Requirement
Switch every "A note to the class" in the listing below to "A reminder for the group", and write out all of its lines again with nothing else changed. Leave the pictures out.

Data excerpts
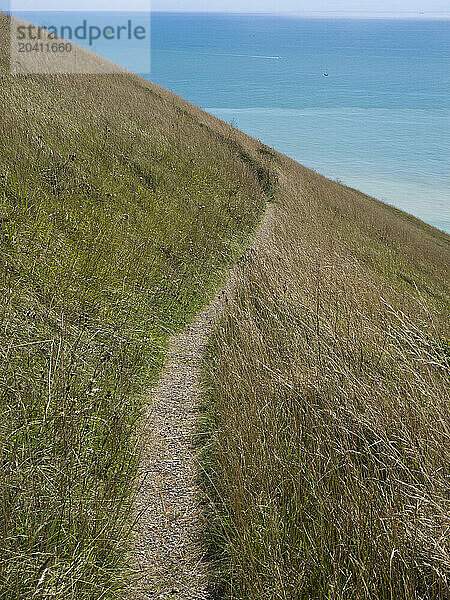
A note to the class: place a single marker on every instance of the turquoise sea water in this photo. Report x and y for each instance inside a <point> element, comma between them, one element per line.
<point>379,122</point>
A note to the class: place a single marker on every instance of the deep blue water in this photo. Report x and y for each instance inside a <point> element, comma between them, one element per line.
<point>379,122</point>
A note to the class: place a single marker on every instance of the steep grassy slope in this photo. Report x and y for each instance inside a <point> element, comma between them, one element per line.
<point>327,422</point>
<point>121,206</point>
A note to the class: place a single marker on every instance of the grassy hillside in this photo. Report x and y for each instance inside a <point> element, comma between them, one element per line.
<point>121,207</point>
<point>327,417</point>
<point>327,429</point>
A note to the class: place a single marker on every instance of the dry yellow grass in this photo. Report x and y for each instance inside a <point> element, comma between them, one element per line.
<point>327,430</point>
<point>121,208</point>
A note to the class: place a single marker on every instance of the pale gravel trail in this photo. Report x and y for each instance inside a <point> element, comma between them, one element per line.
<point>167,554</point>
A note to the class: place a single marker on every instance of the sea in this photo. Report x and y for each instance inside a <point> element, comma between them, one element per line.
<point>365,101</point>
<point>362,101</point>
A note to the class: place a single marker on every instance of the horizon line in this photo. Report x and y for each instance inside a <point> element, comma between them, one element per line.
<point>317,14</point>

Response to this exercise
A reminder for the group: place a single marker on every instance of the turquoise sea water in this photo. Report x and y for each instance inside a <point> element, comma between them, one element per line.
<point>379,122</point>
A reminder for the group: place a single marker on every instance of the deep blue water in this photo. Report x and y for each instance inside a <point> element, comma between them, one element per line.
<point>379,122</point>
A reminder for the group: place a single marker on every instance of the steep grassy slope in this photo. Report x and y for each instance inside a <point> element, comma between them, one element per line.
<point>327,422</point>
<point>121,206</point>
A reminder for the group: place a single marker on every instance of the grassy hillside in this photo. Report x and y for each instance inside a <point> element, comma between them, one element per line.
<point>121,207</point>
<point>327,417</point>
<point>327,429</point>
A reminder for the group: place a single marker on every instance of the dry yellow grass in this photo. Report x and y for each instance inside a <point> element, comma between them, one element per line.
<point>327,430</point>
<point>121,208</point>
A reminder for the group: place a single marker on every instance of the pale gravel trail in this photo. Report x and y for each instance inside a <point> element, comma between them, one element per line.
<point>167,554</point>
A reminder for the group: place a single marker on every instance of the sea in this photo. Report x and y for each instance inside a <point> element, comma between them, one element per line.
<point>365,101</point>
<point>362,101</point>
A reminder for the group: place a single marker on every instance of the horizon line in this photo. Report x and y for each instance inside a <point> element, comma between them, one element per line.
<point>317,14</point>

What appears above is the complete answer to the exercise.